— Start Source document —

7.1 Survival of Representations.
 
(a) The representations and warranties of the parties contained in this Agreement and any certificate provided hereunder, shall survive the Closing for a period of two (2) years after the Closing Date, except that:
 
(i) the representations and warranties in Sections 3.2(a), 3.3, 3.5, 3.6, 3.17, 4.2(a), 4.3, 4.5, 4.6 and 4.20 shall survive the Closing without time limitation; and
 
(ii) the representations and warranties in Sections 3.15, 3.16, 4.15 and 4.16 shall survive the Closing until the date that is the earlier of the sixth (6th) anniversary date of the Closing Date or sixty (60) days after any claims relating thereto or arising from the subject matter thereof are barred by the applicable statute of limitations.
 
(b) If written notice of a claim for indemnification hereunder has been given prior to the expiration of the applicable representations, warranties or covenants as set forth in Section 7.1(a), then the relevant representations, warranties and covenants shall survive as to such claim until such claim has been finally resolved. The time limitations specified in this Section 7.1 shall not be applicable to claims of fraud and covenants to be performed after the Closing.
 
7.2 Indemnification by the Sellers.
 
(a) The Sellers shall jointly and severally indemnify, defend, save and hold the Buyer and its directors, officers, managers, members, shareholders, employees, agents, representatives and affiliates (collectively, the “Buyer Indemnitees”) harmless from and against all demands, claims, actions or causes of action, assessments, losses, damages, deficiencies, liabilities, costs and expenses, including reasonable attorneys’ fees, interest, penalties, and all reasonable amounts paid in investigation, defense or settlement of any of the foregoing (collectively, the “Buyer Damages”), asserted against, imposed upon or resulting to or incurred by any of the Buyer Indemnitees resulting from (i) a breach of any of the representations and warranties made by the Sellers or the Company in this Agreement or in any of the Transaction Documents; or (ii) any breach by any Seller or the Company of any of the covenants or agreements to be performed in accordance with this Agreement or in any of the Transaction Documents.

— End Source document —
— Start Materials provided —

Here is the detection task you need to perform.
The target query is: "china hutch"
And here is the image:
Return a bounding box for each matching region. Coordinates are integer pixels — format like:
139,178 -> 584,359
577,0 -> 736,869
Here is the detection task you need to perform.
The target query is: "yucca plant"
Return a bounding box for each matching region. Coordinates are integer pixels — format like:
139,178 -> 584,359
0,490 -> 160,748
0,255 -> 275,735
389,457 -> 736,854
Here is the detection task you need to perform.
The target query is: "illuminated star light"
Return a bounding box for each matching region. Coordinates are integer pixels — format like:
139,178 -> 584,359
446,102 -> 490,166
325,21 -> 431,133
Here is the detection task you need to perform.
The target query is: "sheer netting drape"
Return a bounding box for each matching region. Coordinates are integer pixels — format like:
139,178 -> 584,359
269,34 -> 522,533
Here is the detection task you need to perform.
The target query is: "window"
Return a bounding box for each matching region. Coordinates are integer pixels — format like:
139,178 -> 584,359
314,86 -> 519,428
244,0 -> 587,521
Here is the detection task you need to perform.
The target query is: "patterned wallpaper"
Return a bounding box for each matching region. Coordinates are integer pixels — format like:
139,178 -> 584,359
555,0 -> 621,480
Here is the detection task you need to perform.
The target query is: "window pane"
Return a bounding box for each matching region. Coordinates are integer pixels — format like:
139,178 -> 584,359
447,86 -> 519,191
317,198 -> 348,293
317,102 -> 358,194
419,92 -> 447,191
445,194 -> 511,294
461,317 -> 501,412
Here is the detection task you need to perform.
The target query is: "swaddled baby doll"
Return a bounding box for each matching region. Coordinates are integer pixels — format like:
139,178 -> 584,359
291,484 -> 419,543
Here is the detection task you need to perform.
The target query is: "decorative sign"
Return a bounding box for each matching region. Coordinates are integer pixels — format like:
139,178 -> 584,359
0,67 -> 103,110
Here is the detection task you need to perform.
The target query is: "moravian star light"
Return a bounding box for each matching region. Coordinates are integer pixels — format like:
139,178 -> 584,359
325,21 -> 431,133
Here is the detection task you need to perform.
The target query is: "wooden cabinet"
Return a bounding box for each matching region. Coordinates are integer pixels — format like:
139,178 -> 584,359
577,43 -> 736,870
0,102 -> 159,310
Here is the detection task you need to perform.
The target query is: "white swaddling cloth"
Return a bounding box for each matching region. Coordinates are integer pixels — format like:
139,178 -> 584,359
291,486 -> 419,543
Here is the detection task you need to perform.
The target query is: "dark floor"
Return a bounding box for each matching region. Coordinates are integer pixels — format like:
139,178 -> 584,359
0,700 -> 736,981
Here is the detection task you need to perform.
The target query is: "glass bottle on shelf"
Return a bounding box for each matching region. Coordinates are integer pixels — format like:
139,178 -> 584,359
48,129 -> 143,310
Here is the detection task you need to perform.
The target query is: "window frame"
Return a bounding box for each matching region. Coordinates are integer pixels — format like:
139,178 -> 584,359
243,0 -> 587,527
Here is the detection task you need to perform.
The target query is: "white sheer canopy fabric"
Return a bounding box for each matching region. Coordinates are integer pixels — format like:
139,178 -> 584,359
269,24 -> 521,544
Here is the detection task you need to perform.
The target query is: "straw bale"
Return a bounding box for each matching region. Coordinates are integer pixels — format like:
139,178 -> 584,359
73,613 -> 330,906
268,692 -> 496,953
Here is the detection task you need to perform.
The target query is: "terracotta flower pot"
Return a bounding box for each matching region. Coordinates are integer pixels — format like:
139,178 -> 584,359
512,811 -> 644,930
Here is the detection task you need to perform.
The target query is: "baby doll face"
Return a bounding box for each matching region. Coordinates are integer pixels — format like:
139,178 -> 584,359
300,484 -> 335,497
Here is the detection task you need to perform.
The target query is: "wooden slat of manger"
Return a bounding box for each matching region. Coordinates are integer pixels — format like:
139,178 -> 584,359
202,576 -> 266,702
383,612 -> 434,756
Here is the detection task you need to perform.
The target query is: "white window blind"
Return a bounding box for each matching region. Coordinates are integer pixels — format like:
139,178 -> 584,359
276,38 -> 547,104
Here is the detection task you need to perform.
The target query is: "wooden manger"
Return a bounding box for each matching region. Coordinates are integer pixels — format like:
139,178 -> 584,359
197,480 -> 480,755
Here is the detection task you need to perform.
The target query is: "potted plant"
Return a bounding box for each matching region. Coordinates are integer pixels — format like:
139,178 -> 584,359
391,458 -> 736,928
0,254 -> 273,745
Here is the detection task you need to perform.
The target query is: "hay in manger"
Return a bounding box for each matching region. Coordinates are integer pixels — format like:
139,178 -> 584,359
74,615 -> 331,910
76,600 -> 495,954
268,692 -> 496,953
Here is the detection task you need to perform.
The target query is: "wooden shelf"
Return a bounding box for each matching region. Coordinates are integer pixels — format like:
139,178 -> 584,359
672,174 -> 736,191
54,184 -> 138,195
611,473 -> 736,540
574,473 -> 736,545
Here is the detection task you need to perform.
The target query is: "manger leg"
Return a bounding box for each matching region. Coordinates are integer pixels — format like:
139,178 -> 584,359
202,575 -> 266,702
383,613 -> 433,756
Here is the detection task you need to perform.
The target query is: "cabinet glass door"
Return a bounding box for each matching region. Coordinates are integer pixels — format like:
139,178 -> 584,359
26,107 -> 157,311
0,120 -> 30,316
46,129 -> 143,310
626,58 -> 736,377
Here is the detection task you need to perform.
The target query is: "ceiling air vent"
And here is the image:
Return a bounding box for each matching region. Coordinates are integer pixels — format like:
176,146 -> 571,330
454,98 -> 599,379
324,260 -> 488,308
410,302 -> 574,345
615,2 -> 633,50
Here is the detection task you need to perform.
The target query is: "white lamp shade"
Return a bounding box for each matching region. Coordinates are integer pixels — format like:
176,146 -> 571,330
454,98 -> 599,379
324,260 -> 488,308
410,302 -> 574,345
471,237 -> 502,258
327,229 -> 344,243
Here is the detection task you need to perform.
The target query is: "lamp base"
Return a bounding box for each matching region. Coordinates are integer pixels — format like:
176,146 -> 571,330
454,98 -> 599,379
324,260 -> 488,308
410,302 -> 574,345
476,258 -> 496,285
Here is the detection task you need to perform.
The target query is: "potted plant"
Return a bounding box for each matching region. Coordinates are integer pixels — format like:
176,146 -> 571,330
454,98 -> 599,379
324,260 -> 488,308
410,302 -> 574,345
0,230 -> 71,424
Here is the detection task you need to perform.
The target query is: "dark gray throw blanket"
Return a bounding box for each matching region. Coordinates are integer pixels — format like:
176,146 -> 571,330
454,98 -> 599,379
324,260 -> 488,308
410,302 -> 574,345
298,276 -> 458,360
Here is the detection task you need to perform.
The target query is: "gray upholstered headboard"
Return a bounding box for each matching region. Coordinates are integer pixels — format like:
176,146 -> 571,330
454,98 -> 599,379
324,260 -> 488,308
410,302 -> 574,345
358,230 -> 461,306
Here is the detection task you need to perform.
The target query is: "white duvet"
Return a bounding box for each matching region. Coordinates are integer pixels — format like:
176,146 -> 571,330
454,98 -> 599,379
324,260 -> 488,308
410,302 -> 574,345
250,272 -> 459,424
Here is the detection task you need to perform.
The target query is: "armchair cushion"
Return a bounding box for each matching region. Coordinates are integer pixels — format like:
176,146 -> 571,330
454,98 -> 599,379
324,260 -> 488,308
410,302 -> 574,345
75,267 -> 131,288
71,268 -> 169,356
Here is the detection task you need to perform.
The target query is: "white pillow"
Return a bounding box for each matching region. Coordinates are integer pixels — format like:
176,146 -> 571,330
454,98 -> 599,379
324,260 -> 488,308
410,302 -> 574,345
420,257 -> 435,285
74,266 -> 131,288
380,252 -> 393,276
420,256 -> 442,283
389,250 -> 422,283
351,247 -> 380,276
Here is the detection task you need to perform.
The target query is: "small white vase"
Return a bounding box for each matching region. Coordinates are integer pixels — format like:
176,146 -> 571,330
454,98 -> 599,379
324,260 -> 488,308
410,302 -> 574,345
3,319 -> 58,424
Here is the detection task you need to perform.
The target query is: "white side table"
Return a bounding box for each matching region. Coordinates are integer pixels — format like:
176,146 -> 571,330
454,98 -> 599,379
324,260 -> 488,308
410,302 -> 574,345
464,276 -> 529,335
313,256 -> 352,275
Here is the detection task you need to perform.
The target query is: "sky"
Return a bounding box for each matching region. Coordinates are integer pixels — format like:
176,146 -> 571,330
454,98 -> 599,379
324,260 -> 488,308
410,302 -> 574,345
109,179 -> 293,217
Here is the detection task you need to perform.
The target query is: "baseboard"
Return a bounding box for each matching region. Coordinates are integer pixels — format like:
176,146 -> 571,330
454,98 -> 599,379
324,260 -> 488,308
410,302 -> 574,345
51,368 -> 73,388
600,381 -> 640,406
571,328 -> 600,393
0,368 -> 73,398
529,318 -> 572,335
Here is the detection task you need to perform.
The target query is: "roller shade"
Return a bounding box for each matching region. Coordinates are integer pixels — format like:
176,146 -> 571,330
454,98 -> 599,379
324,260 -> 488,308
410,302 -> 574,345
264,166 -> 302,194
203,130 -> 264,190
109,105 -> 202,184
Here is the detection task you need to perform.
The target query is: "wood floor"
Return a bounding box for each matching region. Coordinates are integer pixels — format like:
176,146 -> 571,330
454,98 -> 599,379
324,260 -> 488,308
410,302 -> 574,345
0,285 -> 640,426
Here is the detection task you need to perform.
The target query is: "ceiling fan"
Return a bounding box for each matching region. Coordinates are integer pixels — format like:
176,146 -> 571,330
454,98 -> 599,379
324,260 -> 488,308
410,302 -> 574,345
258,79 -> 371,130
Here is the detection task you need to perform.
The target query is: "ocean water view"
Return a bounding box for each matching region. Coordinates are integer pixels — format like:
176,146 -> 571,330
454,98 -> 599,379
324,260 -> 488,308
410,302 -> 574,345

— End Materials provided —

• _Stated problem 1_
Under the contract excerpt, how long do the representations and warranties of the parties generally survive the Closing?
• _Stated problem 2_
Render the listing as a numbered list, from its first line through the line with "244,0 -> 587,521", leaving out blank lines.

• _Problem solution 1_
For a period of two (2) years after the Closing Date.

• _Problem solution 2_
1. Here is the detection task you need to perform.
2. The target query is: "china hutch"
3. And here is the image:
4. Return a bounding box for each matching region. Coordinates are integer pixels — format like:
5. 139,178 -> 584,359
6. 577,0 -> 736,869
7. Here is the detection task you need to perform.
8. The target query is: "yucca plant"
9. Return a bounding box for each matching region. Coordinates are integer pixels — format like:
10. 139,178 -> 584,359
11. 0,490 -> 160,748
12. 0,255 -> 275,735
13. 389,457 -> 736,854
14. Here is the detection task you need to perform.
15. The target query is: "illuminated star light"
16. Return a bounding box for each matching region. Coordinates are integer pixels — format like:
17. 139,178 -> 584,359
18. 446,102 -> 490,166
19. 325,21 -> 431,133
20. Here is the detection task you need to perform.
21. The target query is: "sheer netting drape"
22. Return a bounding box for each matching region. Coordinates are integer pixels — format like:
23. 139,178 -> 584,359
24. 269,34 -> 522,533
25. Here is the detection task you need to perform.
26. The target query is: "window"
27. Return a bounding box for each matching region. Coordinates are integer pixels — format like:
28. 139,178 -> 584,359
29. 314,86 -> 519,428
30. 244,0 -> 587,521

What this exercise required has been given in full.